> _提供された抜粋_
このうちの転がり軸受ユニットは、内周面に複列の外輪軌道を有し、使用時にも回転しない外輪と、外周面に複列の内輪軌道を有し、使用時に回転するハブと、これら両列の内輪軌道と上記両列の外輪軌道との間に、両列毎に複数個ずつ転動自在に設けられた転動体とを備える。
又、上記状態量測定装置は、エンコーダと、少なくとも1個のセンサと、演算器とを備える。
このうちのエンコーダは、上記ハブの軸方向端部に支持固定されたものであって、このハブと同心の被検出面を備え、この被検出面の特性を円周方向に関して交互に変化させている。
又、上記センサは、検出部を上記エンコーダの被検出面に対向させた状態で、上記外輪の軸方向端部開口を塞ぐ為にこの軸方向端部に固定した有底円筒状のカバー内に、合成樹脂製のセンサホルダを介して保持されていて、上記被検出面の特性変化に対応して出力信号を変化させる。
又、上記演算器は、上記センサの出力信号に基づいて、上記外輪と上記ハブとの間の相対変位と、これら外輪とハブとの間に作用する外力とのうちの、少なくとも1種類の状態量を算出する機能を有する。

[データ一覧]
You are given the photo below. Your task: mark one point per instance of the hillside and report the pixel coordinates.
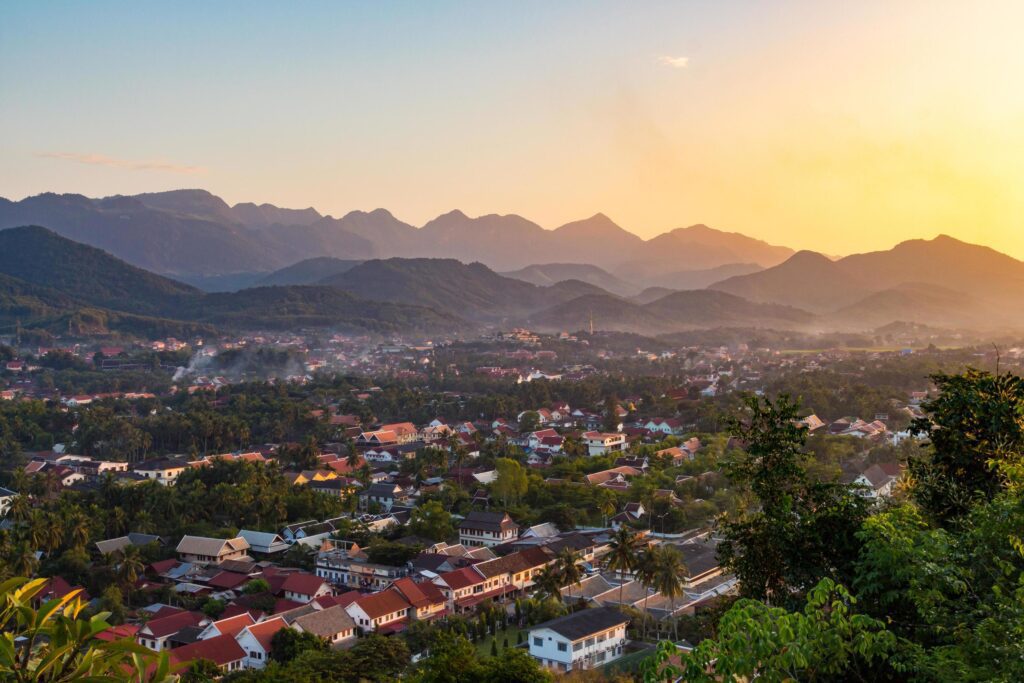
(674, 312)
(38, 256)
(471, 291)
(545, 274)
(195, 236)
(308, 271)
(807, 280)
(50, 282)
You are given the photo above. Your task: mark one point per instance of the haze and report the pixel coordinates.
(839, 128)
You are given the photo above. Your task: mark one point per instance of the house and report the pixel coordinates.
(582, 640)
(486, 528)
(880, 479)
(164, 470)
(222, 650)
(384, 496)
(201, 550)
(333, 625)
(599, 443)
(426, 599)
(302, 587)
(157, 633)
(386, 611)
(255, 641)
(265, 543)
(6, 500)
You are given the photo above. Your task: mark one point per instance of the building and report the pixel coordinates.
(163, 470)
(201, 550)
(599, 443)
(486, 528)
(582, 640)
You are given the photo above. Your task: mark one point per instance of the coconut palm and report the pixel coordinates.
(624, 554)
(646, 572)
(669, 578)
(567, 568)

> _作業内容_
[a] データ一覧の行のうち、「building and report the pixel coordinates.」を含む行から一覧の最後の行までを、両端の行も含めてそのまま引用してもらえますか？
[b] 転がり軸受ユニットの状態量測定装置についての抜粋を、最後の文の後から続けて書いてもらえますか？
データ一覧の行は、抜粋とはまったく関係がありません。

> _演習結果_
[a]
You are given the photo above. Your task: mark one point per instance of the building and report the pixel coordinates.
(163, 470)
(201, 550)
(599, 443)
(486, 528)
(582, 640)
You are given the photo above. Your task: mark one point per instance of the coconut palm and report the pixel coordinates.
(624, 554)
(646, 572)
(669, 578)
(567, 568)

[b]
【0013】
特に、本発明の転がり軸受ユニットの状態量測定装置に於いては、上記カバーの底板部の一部に通孔を形成すると共に、この通孔の内側に上記センサの出力信号を取り出す為の端子を、上記センサホルダとは別体に構成され、且つ、このセンサホルダと干渉しない位置に配置された合成樹脂製の端子ホルダを介して保持している。これと共に、この端子ホルダのうちで上記カバー外に露出した部分を、コネクタ部としている。
又、この様な特徴を有する本発明を実施する場合に、好ましくは、請求項2に記載した様に、上記端子の一部分で上記端子ホルダからカバー内に露出した部分に、この端子ホルダに外力が作用する事によりこの端子ホルダが上記カバーに対してずれ動いた場合に、自身が変形する事に基づいて上記端子ホルダに作用した外力が上記端子を介して上記センサホルダに伝達されるのを防止する、外力吸収部を設ける。
【0014】
又、上述の様な本発明を実施する場合に、好ましくは、請求項3に記載した様に、上記転がり軸受ユニットを自動車の車輪支持用のハブユニットとする。そして、使用状態で上記静止側軌道輪を自動車の懸架装置に支持すると共に、上記ハブに車輪を結合固定する。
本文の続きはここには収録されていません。